Many of us these days are worried about the state of education in this country.  As a teacher, I certainly am.  I'm probably going to anger a good number of people with this post, which is fine.  It's not the first time, and it won't be the last.  Let me begin by qualifying this post:  I love teaching.  It is very gratifying to me, and it is a chance to inspire a new generation of students and scholars.  Therefore, I also treasure my students.

But there is something very wrong in America, my friends.  A dark, malevolent unhinging of our educational system has been taking place for the last several decades.  Oh, it seems innocuous, I mean after all, kids are still graduating from high school, right?  They're getting diplomas, right?  They're getting an education, right?

What you need to do: Rewrite the paragraph of the education post that begins "Many of us these days" in a shorter form, keeping its main facts. None of the data is needed here.

Excerpted data:
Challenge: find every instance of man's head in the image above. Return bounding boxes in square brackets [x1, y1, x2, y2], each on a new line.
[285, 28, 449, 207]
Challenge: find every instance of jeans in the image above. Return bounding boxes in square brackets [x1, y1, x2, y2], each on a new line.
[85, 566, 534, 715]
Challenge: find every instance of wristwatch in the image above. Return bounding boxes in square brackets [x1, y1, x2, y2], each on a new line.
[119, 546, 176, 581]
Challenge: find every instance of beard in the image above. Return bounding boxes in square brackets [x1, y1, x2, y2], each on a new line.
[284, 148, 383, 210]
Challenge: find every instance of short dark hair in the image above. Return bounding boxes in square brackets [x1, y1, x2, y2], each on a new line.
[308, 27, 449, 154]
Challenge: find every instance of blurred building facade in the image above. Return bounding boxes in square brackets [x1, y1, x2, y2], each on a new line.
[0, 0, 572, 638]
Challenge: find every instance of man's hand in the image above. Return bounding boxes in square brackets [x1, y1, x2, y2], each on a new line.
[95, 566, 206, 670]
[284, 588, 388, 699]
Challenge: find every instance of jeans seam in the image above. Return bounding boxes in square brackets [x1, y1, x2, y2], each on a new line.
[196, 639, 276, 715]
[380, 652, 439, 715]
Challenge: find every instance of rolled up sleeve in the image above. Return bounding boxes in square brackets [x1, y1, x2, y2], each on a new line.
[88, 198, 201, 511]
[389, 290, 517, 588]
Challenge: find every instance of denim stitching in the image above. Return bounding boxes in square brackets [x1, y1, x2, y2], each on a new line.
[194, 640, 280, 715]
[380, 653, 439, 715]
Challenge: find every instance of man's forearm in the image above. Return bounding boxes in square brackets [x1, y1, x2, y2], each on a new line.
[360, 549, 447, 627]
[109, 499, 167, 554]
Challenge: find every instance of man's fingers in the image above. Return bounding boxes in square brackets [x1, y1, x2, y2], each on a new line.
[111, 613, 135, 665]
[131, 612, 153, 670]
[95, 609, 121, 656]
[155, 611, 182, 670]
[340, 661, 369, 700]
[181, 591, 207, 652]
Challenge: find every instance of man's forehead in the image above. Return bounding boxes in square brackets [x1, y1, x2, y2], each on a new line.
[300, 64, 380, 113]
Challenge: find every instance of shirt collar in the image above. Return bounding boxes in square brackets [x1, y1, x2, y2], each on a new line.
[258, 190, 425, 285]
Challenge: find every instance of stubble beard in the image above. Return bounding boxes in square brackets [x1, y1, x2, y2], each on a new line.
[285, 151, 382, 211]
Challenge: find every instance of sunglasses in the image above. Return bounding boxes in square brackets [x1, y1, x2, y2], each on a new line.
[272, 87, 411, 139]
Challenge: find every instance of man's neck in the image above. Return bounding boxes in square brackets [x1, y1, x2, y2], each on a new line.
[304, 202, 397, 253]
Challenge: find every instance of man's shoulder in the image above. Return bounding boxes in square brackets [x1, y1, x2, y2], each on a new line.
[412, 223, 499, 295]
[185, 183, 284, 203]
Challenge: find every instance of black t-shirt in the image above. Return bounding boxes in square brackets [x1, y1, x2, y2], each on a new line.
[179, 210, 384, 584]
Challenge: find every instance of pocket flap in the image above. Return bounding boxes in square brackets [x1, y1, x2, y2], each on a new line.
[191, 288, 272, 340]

Output: Many people, including this teacher, worry about the state of education in the country. The writer expects the post to anger many readers and accepts that, since it has happened before and will happen again. The writer loves teaching, finds it gratifying as a chance to inspire a new generation of students and scholars, and treasures those students.